▶ Kaynak Metin:
+++++
19 Ekim 2010 Salı

ORANTILI GENCAY GÜRSOY VE TAKSİM EDİLMİŞ OTEL ODALARI

Sabah saat 05 de otel odasında uyurken kapısının hızlı ve ısrarlı çalınması ile uyanan Gencay GÜRSOY bir anlam verememiştir herhalde kapıdakinin veya kapıdakilerin ısrarına. Önce otelde yangın çıkmış olabileceğini düşünmüş olmalı ya da doktor olmaktan kaynaklı acil bir durum diye de düşünmüş olabilir.
Ne düşündüğünü bilemiyorum ama kesinlikle düşünemediği ve aklının ucundan dahi geçiremediği tek şey kapıdakilerin kendisini gözaltına almak için gelen polisler olabileceği idi. Öyle ya yetmiş yaşındaki bir tıp profesörünün polisle, hele bu saatte, ne işi olabilirdi?
+++++
▶ Gösterilen Bilgiler:
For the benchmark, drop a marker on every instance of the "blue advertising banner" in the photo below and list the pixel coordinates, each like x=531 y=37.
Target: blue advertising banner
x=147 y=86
+++++
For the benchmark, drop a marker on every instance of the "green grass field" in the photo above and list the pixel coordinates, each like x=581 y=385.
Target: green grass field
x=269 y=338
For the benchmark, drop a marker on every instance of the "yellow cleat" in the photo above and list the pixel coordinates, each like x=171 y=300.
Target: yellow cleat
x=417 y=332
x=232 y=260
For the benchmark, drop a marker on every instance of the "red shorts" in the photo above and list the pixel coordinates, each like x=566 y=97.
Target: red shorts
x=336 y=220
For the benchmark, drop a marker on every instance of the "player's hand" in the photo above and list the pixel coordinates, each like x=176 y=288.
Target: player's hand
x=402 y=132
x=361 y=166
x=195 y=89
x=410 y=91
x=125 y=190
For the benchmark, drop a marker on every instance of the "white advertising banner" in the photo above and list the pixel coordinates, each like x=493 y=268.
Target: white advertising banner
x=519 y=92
+++++
▶ İstenen 1:
Alıntıya göre şu soruları yanıtlayın:
(a) Gencay Gürsoy sabah saat kaçta uyandı?
(b) Onu ne uyandırdı?
(c) Gencay Gürsoy kaç yaşındadır ve mesleği nedir?
▶ İstenen 2:
Alıntıya göre, kapıdakilerin polis olabileceği Gencay Gürsoy'un neden aklının ucundan bile geçmedi? Bir ile üç cümle arasında açıklayın.
Liste bu işte hiçbir rol oynamıyor.

▶ Tam Yanıt 1:
(a) Sabah saat 05'te.
(b) Otel odasının kapısının hızlı ve ısrarlı çalınması.
(c) Yetmiş yaşındadır; tıp profesörüdür.

▶ Tam Yanıt 2:
Yetmiş yaşındaki bir tıp profesörünün polisle bir işi olamazdı, hele sabahın o saatinde hiç olamazdı. Bu yüzden kapıdakilerin onu gözaltına almaya gelen polisler olabileceğini düşünemedi.